* WORK TO BE COMPLETED *
Return the material below exactly, but only from the line with "photo below, as" through the line with "Target: green hillside", and without its pictures.

* DATASET EXCERPTS *

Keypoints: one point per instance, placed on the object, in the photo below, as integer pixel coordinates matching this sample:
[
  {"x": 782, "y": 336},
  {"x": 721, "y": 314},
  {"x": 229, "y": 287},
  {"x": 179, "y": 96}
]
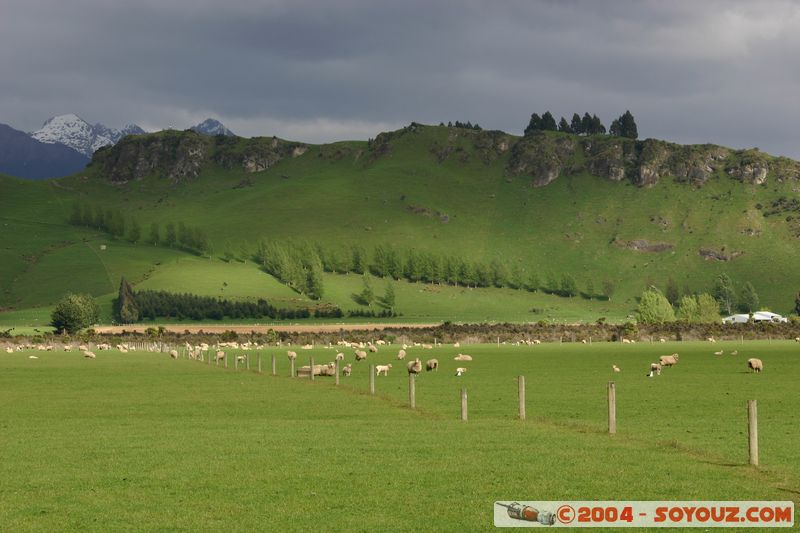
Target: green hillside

--

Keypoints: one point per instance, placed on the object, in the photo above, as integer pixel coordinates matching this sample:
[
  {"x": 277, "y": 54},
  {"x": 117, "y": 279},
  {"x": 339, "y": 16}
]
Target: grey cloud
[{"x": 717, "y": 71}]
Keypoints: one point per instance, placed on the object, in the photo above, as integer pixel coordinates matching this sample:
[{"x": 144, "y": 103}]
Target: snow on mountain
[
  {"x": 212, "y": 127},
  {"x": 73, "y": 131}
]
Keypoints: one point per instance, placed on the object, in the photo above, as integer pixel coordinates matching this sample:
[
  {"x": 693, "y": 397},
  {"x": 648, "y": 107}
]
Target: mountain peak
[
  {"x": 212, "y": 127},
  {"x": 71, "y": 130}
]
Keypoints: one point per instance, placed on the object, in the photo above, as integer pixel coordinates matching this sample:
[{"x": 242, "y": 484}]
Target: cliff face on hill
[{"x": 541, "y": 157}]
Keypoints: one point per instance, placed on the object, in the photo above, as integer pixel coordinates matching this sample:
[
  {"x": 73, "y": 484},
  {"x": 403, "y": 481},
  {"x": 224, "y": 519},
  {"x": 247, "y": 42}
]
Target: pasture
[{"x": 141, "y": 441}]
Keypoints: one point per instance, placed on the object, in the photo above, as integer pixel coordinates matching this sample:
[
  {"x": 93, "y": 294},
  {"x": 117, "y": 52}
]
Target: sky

* ANSWER TO THE PROBLEM *
Keypoints: one point per instance, placed on the object, in the photo below, as integer pixel coordinates matching this sample:
[
  {"x": 782, "y": 336},
  {"x": 721, "y": 314},
  {"x": 229, "y": 287},
  {"x": 179, "y": 96}
]
Target: green hillside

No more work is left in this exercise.